Please render the records below as a JSON list of strings, with one string for each line and no blank lines.

>> BEGIN INPUT RECORDS

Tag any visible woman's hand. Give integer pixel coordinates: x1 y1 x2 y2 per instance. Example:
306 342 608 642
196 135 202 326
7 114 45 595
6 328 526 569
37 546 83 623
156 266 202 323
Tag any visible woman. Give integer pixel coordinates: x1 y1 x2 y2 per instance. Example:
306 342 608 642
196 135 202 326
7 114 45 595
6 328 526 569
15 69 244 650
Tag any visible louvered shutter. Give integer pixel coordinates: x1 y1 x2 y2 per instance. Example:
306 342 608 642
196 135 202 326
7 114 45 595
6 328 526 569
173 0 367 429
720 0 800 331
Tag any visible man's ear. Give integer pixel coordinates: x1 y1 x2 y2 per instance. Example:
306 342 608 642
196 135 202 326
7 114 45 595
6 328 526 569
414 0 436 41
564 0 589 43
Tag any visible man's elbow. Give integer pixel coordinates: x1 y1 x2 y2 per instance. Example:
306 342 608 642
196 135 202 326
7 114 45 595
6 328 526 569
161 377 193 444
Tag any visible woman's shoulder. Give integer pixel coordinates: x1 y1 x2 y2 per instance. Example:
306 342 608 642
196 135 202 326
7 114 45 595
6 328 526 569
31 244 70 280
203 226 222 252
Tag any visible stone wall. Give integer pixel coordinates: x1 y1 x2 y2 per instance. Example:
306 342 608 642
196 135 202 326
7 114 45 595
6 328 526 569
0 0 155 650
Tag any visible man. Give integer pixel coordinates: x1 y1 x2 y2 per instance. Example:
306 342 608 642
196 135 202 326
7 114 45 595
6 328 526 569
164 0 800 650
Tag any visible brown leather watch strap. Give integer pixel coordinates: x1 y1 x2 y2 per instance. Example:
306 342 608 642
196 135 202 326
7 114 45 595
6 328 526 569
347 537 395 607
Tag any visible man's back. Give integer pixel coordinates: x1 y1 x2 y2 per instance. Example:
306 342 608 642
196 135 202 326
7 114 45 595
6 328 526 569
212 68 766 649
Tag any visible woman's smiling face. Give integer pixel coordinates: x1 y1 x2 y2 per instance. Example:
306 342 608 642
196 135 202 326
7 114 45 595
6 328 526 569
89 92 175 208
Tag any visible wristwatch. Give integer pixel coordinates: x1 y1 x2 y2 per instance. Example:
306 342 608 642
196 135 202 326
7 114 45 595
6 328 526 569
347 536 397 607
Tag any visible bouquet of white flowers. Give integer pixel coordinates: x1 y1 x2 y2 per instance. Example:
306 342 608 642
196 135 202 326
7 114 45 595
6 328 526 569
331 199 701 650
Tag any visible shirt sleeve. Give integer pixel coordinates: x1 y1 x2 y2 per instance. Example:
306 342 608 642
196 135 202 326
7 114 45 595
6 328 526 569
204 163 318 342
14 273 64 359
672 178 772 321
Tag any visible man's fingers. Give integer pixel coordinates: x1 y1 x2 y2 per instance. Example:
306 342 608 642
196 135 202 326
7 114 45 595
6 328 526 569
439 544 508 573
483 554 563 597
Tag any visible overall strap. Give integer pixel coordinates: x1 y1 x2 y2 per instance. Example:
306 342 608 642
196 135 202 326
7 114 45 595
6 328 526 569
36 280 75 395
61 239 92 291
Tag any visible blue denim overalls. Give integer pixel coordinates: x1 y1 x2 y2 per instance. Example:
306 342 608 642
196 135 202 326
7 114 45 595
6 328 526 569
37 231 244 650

>> END INPUT RECORDS

WRITTEN REPLY:
[
  "Tag any visible woman's hand. Give integer pixel coordinates: x1 y1 x2 y2 per instance. Example:",
  "306 342 608 642",
  "196 135 202 326",
  "7 114 45 595",
  "6 328 526 569",
  "37 546 83 623",
  "156 266 202 323",
  "Tag any visible woman. Give integer pixel coordinates: x1 y1 x2 y2 per instance. Example:",
  "306 342 608 642",
  "196 135 202 326",
  "7 114 45 595",
  "6 328 526 569",
  "15 69 244 650",
  "Tag any visible louvered shutter. Give integer pixel coordinates: x1 y1 x2 y2 per instance. Example:",
  "306 342 608 642",
  "196 135 202 326",
  "7 114 45 595",
  "6 328 526 569",
  "173 0 367 429",
  "720 0 800 331",
  "Tag any visible man's ear. Give integer pixel coordinates: x1 y1 x2 y2 per instance. Example:",
  "306 342 608 642",
  "196 135 202 326",
  "7 114 45 595",
  "6 328 526 569",
  "414 0 436 41",
  "564 0 589 43",
  "Tag any visible man's elbow. Give integer pixel coordinates: x1 y1 x2 y2 per instance. Example:",
  "306 342 608 642",
  "196 135 202 326",
  "7 114 45 595",
  "6 328 526 569",
  "161 377 193 444",
  "Tag any visible woman's shoulder. Give integer pixel coordinates: x1 y1 x2 y2 per instance. Example:",
  "306 342 608 642",
  "196 135 202 326",
  "7 114 45 595",
  "6 328 526 569",
  "31 244 70 280",
  "203 226 222 252",
  "Tag any visible stone wall. Give integer pixel coordinates: x1 y1 x2 y2 per instance. Example:",
  "306 342 608 642",
  "196 135 202 326",
  "7 114 45 595",
  "6 328 526 569",
  "0 0 155 650",
  "Tag any visible man. Give integer pixel coordinates: x1 y1 x2 y2 per instance. Example:",
  "306 342 608 642",
  "196 135 202 326",
  "7 114 45 595",
  "6 328 526 569",
  "164 0 800 650",
  "Tag any visible brown leather watch strap. Give integer pixel coordinates: x1 y1 x2 y2 per instance. Example:",
  "306 342 608 642",
  "196 135 202 326",
  "7 114 45 595",
  "6 328 526 569",
  "347 537 395 607",
  "Tag any visible man's back. Give integer pixel coordinates: x1 y1 x2 y2 per instance. Example:",
  "306 342 608 642",
  "196 135 202 326",
  "7 114 45 595",
  "6 328 526 569",
  "212 68 766 649",
  "Tag any visible woman's smiling face. Give integer pixel coordinates: x1 y1 x2 y2 per instance. Example:",
  "306 342 608 642",
  "196 135 202 326",
  "7 114 45 595",
  "6 328 526 569",
  "89 92 175 208",
  "Tag any visible wristwatch. Give integer pixel coordinates: x1 y1 x2 y2 per instance. Example:",
  "306 342 608 642",
  "196 135 202 326",
  "7 114 45 595",
  "6 328 526 569",
  "347 536 397 607",
  "Tag any visible bouquet of white flowers. Give integer pixel coordinates: x1 y1 x2 y2 per instance. Example:",
  "306 342 608 642",
  "196 135 202 326",
  "7 114 45 595",
  "6 328 526 569",
  "331 199 701 650",
  "Tag any visible shirt sleeve. Give integer pixel coordinates: x1 y1 x2 y2 per instance. Example:",
  "306 342 608 642",
  "196 135 202 326",
  "7 114 45 595",
  "6 328 526 569",
  "204 163 318 342",
  "14 273 64 359",
  "672 178 772 321",
  "Tag any visible man's fingers. Give integer pixel coordinates: x1 y1 x2 y2 per instance. Example:",
  "306 342 608 642",
  "196 135 202 326",
  "7 114 45 595",
  "6 328 526 569",
  "439 544 508 573",
  "483 554 563 597",
  "Tag any visible overall strap. Give integer pixel coordinates: x1 y1 x2 y2 per instance. Example:",
  "306 342 608 642",
  "196 135 202 326",
  "7 114 45 595",
  "6 328 526 569",
  "36 280 75 395",
  "61 239 92 291",
  "Tag any visible blue denim overalls. Give integer pixel coordinates: x1 y1 x2 y2 per instance. Example:",
  "306 342 608 642",
  "196 135 202 326",
  "7 114 45 595",
  "6 328 526 569",
  "37 231 244 650"
]